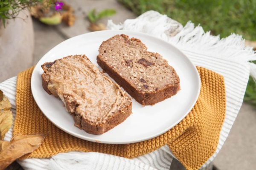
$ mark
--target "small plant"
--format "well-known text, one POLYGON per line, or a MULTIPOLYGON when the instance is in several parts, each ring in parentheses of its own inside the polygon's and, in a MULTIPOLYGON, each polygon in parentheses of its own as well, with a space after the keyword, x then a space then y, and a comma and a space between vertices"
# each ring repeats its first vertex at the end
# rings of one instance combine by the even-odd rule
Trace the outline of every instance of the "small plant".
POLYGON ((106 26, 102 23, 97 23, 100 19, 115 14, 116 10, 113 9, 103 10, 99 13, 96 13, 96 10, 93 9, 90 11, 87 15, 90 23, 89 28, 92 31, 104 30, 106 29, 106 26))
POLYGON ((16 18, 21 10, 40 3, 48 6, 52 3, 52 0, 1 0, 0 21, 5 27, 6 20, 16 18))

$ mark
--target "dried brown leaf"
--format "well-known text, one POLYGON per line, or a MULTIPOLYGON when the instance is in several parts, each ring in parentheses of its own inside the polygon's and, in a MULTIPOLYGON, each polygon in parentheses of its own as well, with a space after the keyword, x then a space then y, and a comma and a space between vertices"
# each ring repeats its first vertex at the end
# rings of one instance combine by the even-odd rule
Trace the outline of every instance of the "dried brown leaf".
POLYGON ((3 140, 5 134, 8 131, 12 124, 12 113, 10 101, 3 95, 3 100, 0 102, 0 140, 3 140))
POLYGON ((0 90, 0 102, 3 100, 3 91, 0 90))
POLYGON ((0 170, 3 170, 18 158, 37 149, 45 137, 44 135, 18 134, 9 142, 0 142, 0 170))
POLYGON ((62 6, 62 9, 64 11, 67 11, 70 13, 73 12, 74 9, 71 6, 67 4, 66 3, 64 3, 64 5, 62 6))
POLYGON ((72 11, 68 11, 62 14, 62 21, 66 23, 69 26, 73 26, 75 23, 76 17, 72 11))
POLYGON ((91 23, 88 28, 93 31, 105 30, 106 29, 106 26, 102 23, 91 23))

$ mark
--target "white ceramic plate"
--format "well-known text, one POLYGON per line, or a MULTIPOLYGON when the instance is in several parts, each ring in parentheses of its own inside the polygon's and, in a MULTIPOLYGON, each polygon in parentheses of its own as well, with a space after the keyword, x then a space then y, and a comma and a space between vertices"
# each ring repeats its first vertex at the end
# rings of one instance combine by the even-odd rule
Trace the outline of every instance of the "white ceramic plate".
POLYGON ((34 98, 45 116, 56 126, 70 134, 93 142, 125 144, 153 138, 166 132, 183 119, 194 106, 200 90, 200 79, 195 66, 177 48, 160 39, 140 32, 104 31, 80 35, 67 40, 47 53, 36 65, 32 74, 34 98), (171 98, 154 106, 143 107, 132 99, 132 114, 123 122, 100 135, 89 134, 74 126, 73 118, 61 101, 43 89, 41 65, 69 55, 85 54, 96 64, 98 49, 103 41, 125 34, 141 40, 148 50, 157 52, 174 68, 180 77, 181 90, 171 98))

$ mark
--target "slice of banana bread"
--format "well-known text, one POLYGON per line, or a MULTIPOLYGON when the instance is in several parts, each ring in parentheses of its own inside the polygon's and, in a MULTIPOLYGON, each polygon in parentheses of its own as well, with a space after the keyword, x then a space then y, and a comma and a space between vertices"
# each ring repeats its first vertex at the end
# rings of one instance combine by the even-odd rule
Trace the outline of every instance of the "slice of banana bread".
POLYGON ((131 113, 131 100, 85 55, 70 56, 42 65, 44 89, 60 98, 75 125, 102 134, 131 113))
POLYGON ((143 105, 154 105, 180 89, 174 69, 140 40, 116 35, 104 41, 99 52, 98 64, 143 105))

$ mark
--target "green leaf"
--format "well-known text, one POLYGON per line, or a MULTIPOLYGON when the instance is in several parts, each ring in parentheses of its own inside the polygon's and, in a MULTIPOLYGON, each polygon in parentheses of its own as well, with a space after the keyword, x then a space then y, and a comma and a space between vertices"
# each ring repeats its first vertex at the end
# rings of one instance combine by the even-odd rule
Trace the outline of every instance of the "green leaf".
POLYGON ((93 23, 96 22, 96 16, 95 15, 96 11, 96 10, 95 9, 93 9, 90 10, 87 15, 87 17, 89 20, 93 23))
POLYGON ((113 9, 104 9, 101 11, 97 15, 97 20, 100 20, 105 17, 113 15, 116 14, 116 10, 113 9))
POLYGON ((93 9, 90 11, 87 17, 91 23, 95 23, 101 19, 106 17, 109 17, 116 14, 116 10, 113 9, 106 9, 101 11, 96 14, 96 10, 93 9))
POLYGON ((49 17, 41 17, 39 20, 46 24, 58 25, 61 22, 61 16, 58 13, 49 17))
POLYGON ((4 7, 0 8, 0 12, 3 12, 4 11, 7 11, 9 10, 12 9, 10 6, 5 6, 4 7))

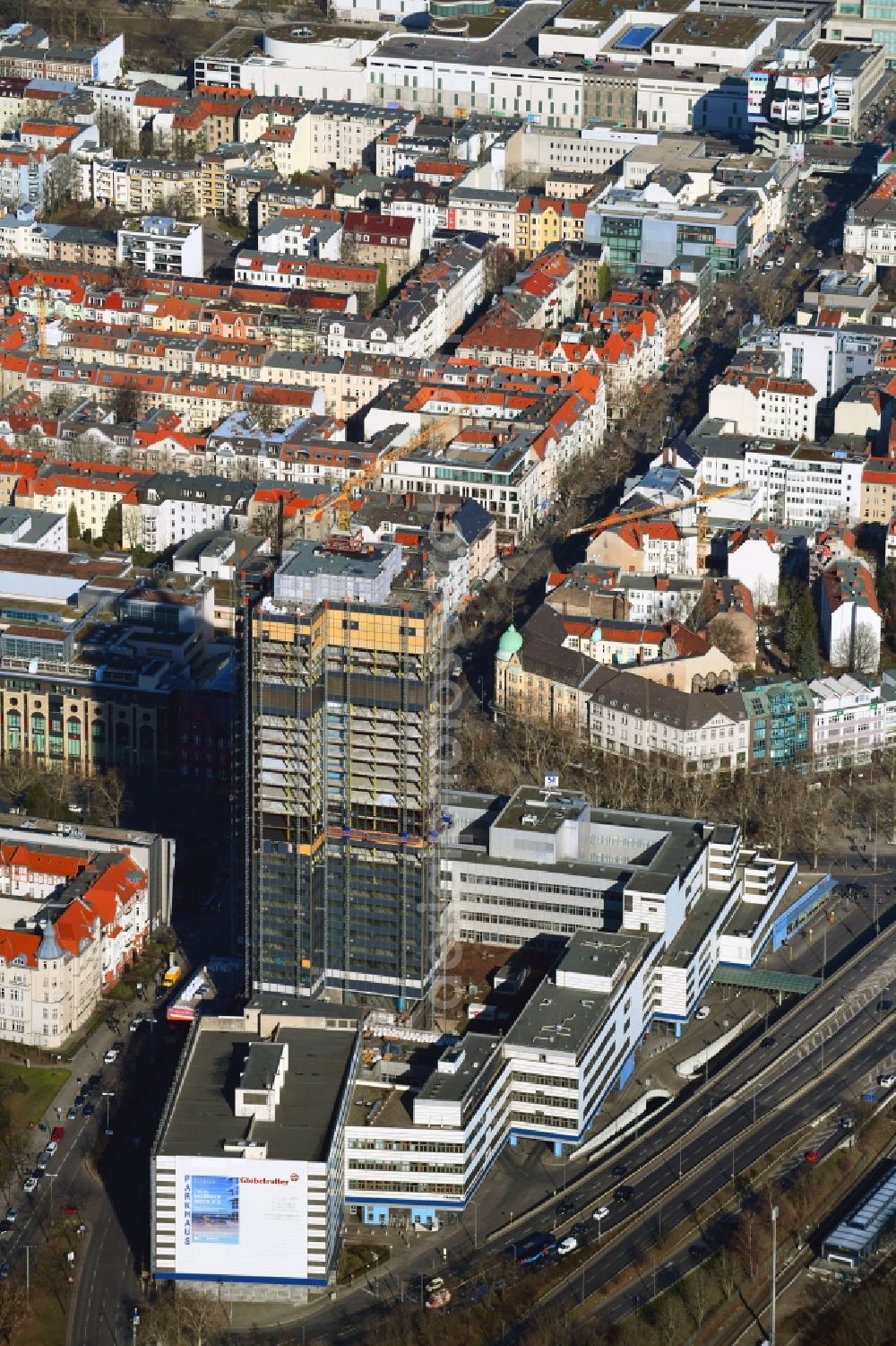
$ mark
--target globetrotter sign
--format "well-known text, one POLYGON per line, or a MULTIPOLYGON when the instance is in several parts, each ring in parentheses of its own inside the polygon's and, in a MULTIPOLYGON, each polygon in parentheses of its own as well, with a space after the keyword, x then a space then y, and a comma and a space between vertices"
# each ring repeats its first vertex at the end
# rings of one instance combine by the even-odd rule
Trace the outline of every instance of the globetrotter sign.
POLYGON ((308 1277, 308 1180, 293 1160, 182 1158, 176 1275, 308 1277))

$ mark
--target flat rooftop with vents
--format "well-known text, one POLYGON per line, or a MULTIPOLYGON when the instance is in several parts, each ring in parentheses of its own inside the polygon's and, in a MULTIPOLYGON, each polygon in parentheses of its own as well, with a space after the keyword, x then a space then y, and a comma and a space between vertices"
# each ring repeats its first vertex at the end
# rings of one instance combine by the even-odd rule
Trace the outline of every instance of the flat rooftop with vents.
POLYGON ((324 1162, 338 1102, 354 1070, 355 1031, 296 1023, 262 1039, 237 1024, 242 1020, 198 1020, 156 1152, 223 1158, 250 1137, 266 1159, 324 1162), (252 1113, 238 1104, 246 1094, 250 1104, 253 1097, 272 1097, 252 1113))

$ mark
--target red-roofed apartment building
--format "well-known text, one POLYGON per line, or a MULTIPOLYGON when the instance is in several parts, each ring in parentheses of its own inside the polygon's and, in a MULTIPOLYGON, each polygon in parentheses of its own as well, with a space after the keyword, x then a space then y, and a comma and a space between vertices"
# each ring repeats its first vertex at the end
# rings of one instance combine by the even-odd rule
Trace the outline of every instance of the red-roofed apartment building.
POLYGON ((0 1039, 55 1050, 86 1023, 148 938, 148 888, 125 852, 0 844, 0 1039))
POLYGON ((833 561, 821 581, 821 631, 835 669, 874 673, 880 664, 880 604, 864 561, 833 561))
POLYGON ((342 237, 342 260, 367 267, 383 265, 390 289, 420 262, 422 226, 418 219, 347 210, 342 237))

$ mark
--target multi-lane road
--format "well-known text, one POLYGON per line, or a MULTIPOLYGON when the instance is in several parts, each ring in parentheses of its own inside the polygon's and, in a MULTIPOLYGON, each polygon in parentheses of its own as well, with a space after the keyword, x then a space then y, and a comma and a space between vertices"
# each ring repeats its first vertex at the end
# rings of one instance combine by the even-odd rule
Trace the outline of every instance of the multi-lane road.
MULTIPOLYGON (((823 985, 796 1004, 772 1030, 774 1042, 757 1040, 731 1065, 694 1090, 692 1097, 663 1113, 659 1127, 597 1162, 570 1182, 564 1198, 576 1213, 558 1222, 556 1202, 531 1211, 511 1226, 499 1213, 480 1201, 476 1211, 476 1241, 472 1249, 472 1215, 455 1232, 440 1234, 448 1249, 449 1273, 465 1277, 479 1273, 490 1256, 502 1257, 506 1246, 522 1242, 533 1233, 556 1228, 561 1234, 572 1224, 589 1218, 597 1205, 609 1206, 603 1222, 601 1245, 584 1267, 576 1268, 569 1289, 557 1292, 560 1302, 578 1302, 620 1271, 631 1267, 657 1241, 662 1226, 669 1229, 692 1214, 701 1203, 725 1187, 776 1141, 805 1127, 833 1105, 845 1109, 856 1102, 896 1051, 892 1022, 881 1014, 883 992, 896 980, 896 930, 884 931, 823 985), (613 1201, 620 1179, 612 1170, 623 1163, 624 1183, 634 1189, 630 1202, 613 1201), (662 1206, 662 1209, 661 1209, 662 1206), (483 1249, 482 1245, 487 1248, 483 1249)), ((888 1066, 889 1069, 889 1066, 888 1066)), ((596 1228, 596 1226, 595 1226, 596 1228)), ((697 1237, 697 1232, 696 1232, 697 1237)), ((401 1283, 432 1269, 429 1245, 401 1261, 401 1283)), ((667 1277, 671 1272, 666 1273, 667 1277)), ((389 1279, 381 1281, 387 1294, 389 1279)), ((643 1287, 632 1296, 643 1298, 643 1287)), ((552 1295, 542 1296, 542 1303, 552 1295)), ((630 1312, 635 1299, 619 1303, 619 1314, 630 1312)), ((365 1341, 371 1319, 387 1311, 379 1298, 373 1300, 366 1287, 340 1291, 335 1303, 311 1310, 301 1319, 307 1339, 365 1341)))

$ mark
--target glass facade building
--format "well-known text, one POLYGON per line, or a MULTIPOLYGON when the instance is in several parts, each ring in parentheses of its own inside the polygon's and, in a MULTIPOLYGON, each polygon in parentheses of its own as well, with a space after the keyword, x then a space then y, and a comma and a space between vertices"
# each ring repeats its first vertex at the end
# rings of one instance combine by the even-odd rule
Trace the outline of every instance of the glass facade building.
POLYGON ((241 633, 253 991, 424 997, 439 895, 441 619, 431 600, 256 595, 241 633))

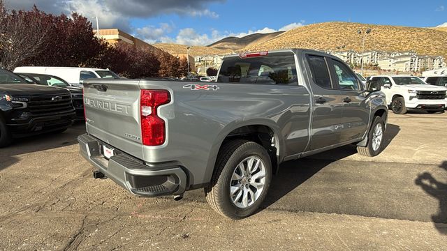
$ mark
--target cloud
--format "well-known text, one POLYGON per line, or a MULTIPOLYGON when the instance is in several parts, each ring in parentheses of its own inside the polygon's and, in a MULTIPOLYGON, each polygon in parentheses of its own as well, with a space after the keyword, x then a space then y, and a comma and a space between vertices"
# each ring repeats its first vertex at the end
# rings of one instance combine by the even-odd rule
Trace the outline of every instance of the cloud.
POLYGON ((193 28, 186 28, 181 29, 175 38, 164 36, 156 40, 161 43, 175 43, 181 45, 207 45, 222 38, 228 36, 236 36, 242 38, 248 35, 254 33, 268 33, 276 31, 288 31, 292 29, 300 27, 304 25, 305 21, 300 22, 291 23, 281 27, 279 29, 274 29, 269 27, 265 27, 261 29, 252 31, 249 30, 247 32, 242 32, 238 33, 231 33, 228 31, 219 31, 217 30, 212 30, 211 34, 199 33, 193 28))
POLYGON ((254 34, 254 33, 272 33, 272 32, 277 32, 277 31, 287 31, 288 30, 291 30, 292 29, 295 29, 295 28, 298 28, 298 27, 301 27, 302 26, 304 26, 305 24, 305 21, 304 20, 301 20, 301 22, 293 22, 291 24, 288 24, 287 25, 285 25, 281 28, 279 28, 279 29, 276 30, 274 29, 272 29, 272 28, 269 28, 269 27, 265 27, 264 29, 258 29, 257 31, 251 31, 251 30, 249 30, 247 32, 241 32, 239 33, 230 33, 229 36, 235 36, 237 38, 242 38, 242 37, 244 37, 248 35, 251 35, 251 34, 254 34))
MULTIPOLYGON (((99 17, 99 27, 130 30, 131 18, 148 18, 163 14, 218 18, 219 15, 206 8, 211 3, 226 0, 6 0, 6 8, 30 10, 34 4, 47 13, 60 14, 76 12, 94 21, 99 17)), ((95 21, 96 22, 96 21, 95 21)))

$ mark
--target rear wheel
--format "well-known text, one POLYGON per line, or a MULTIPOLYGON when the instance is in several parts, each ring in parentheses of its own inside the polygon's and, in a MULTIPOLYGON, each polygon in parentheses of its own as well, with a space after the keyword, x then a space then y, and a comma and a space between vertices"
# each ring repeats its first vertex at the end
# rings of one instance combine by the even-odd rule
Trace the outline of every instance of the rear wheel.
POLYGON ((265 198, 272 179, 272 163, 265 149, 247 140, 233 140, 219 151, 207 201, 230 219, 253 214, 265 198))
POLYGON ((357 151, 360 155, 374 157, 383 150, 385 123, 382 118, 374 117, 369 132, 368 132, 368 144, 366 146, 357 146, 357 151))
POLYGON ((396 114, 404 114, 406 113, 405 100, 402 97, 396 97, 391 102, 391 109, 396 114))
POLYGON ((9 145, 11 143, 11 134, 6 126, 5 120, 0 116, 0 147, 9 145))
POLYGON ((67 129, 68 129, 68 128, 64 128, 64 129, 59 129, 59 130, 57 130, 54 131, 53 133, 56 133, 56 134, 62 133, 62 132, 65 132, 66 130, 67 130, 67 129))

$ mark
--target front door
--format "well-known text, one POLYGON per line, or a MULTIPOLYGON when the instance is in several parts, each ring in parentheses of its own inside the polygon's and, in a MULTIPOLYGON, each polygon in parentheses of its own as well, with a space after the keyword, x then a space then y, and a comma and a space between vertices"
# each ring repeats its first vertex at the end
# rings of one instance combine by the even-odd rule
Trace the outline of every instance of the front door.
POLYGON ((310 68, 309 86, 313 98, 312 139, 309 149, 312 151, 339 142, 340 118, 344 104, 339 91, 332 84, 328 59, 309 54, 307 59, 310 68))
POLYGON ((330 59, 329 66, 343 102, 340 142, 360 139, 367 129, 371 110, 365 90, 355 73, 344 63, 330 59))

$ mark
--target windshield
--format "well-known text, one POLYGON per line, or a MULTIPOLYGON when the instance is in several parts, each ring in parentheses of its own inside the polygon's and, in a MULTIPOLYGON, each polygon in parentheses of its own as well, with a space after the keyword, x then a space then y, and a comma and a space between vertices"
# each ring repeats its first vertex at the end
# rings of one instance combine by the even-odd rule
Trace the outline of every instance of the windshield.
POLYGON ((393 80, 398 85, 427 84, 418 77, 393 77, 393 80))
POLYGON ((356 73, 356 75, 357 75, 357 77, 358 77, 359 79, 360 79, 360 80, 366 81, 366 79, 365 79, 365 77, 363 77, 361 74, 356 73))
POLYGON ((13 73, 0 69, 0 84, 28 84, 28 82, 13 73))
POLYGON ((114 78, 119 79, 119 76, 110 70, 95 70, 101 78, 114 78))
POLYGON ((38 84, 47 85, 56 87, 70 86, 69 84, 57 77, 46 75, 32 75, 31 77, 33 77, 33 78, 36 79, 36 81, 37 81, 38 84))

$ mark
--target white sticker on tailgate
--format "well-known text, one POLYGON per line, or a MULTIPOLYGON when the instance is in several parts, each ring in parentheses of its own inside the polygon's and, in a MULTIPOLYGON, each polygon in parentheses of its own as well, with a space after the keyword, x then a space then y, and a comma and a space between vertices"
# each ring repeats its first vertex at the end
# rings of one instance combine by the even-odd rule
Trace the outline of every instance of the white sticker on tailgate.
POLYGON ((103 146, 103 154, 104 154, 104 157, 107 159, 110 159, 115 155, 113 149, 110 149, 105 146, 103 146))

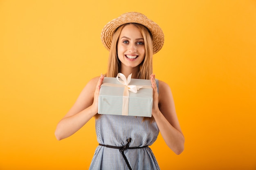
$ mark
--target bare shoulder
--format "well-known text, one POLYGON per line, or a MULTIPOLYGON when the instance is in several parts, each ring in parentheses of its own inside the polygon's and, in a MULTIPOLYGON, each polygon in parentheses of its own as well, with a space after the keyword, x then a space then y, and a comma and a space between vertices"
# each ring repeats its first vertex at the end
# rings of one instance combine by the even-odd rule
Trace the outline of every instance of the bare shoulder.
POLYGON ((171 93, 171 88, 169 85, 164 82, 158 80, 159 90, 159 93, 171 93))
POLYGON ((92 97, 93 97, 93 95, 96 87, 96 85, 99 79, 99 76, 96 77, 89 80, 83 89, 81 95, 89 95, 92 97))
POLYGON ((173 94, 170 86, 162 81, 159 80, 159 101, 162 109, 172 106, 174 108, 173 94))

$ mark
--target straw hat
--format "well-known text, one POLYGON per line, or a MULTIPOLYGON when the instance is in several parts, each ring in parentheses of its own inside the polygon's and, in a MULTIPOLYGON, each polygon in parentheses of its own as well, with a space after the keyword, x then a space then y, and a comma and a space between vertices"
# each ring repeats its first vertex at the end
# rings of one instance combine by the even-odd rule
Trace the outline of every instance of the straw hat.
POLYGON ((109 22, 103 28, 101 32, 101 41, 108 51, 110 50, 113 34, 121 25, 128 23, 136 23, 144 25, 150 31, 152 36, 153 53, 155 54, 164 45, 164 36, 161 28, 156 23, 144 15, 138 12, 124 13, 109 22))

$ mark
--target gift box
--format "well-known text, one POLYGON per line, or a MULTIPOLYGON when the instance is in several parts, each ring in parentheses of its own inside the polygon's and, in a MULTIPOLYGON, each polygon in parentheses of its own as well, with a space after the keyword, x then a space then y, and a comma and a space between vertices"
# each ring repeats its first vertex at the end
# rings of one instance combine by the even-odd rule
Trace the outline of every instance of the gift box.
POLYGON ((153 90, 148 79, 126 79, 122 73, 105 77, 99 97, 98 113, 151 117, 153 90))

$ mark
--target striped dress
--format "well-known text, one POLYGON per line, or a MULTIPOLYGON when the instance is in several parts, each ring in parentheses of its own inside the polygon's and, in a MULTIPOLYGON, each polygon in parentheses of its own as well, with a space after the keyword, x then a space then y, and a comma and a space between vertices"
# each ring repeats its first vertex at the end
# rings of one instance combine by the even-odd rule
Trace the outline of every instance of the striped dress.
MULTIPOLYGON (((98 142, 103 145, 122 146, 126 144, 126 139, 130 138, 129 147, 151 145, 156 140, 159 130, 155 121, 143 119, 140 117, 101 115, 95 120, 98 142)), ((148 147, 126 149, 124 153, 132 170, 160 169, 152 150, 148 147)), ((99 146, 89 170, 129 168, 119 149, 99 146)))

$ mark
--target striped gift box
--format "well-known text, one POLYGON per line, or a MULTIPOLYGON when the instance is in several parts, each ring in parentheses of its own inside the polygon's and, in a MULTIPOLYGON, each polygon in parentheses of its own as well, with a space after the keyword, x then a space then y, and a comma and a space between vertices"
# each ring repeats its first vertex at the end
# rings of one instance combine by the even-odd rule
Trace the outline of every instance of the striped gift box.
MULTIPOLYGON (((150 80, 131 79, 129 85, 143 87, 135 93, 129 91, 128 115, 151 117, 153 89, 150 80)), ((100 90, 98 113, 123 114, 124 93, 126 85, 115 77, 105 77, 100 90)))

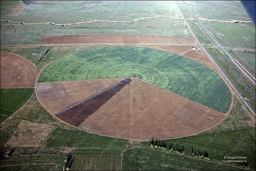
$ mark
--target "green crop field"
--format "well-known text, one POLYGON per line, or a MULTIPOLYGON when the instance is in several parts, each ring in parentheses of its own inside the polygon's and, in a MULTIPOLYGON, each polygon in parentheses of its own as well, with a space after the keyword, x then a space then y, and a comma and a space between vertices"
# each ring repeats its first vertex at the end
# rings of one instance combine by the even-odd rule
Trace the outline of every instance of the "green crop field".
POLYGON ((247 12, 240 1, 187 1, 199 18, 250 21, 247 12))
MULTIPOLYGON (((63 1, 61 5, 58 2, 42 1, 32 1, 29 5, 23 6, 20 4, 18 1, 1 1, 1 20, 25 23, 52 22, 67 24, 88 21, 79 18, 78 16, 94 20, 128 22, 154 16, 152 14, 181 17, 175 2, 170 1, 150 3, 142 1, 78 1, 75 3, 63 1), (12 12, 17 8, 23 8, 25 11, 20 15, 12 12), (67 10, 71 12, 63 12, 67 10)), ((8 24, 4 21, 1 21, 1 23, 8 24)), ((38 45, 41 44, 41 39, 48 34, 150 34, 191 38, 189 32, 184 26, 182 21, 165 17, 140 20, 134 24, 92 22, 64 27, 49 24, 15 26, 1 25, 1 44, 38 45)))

=-=-=-=-=

Task details ::
How many lines in the listing above contain the string "building"? Case counts. Reply with the number alone.

Solved exercise ::
4